# Shanghai Disney closing due to virus.



## jo-jo

I didn't see this mention, but saw it on TV.

Temporary Closure of Shanghai Disneyland, Disneytown including Walt Disney Grand Theatre and Wishing Star Park - January 24, 2020
In response to the prevention and control of the disease outbreak and in order to ensure the health and safety of our guests and Cast, Shanghai Disney Resort is temporarily closing Shanghai Disneyland, Disneytown including Walt Disney Grand Theatre and Wishing Star Park, starting January 25, 2020. We will continue to carefully monitor the situation and be in close contact with the local government, and we will announce the reopening date upon confirmation.
Shanghai Disney Resort will assist in the refund for guests who have purchased tickets for admission to Shanghai Disneyland, have booked a resort hotel, or have booked tickets for Beauty and the Beast Mandarin Production through the original ticket purchase channel, and we will introduce the detailed procedure and guidelines via the resort’s official platforms as soon as possible.
We wish our guests a healthy and happy Spring Festival!



Shanghai Disney Resort
January 24, 2020


----------



## xiphoid76

Unbelievable....this seems to keep getting worse and worse.  He go every other year to Shanghai Disney at this time (right before Chinese New Years).  This is our year off from there, but will be back in Jan 2021.  So sad.


----------



## China Expat

This will be a huge hit to Disney. The week ahead is the busiest week in the park! Beijing has **** down portions of the Great Wall and the major sites, such as Forbidden City.


----------



## katallo

It's scary.  They just confirmed another case in US.  Chicago.  We saw a news story about people wearing masks at airports.  Since this is just breaking it's probably a good idea.


----------



## Lesley Wake

It really is scary, but I think Shanghai Disney made the right call! I know HKDL is also suspending face character meet and greets (so Moana, Tinkerbell, princesses, etc). I wouldn't be surprised to see HKDL follow suit and also close down for a portion of time. 

Someone brought up on twitter that the real scary thing is what the Chinese government isn't telling us is happening behind the scenes.


----------



## JimJohnson

Going to Asia for the next few weeks.  Avoiding China, HK, not even transiting those countries.  But, still a bit nervous.  Will have to keep my hand sanitizer on me at all times.


----------



## gelatoni fan

Was at HKDL today. Last year, the New Years Holiday had hour plus wait times for everything, even Cinderella Carousel. Today felt like a low crowd weekday and other than Toy Solider Parachute which hit 20 minutes, rides were close to walk on. With the exception of performers and some managers who were doing PR activities, CMs almost all wore masks and wiped down surfaces every 2 hours. Handrails were wiped down before character greetings.

The one day exclusive New Years show and 3 day exclusive stickers/chocolate brought some guests including myself but after the weekend, I think the park will be even more dead.


----------



## China Expat

JimJohnson said:


> Going to Asia for the next few weeks.  Avoiding China, HK, not even transiting those countries.  But, still a bit nervous.  Will have to keep my hand sanitizer on me at all times.


Wear a mask!


----------



## Linkura

gelatoni fan said:


> Was at HKDL today. Last year, the New Years Holiday had hour plus wait times for everything, even Cinderella Carousel. Today felt like a low crowd weekday and other than Toy Solider Parachute which hit 20 minutes, rides were close to walk on. With the exception of performers and some managers who were doing PR activities, CMs almost all wore masks and wiped down surfaces every 2 hours. Handrails were wiped down before character greetings.

* [Data]:
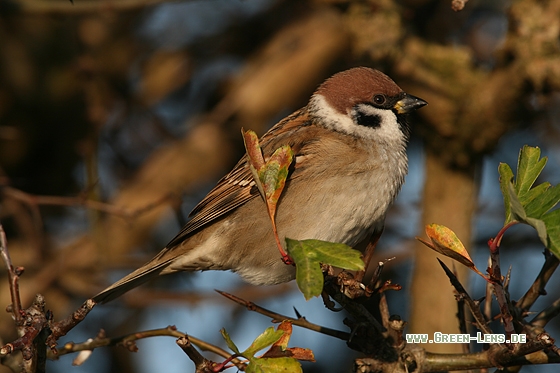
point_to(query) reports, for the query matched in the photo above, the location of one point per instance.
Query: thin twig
(302, 322)
(13, 277)
(463, 295)
(546, 315)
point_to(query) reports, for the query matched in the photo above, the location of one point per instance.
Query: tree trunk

* [Exercise description]:
Copy word for word the passage from the Shanghai Disney closure thread that begins with the words containing "This will be" and ends with "as Forbidden City.".

* [Output of the exercise]:
This will be a huge hit to Disney. The week ahead is the busiest week in the park! Beijing has **** down portions of the Great Wall and the major sites, such as Forbidden City.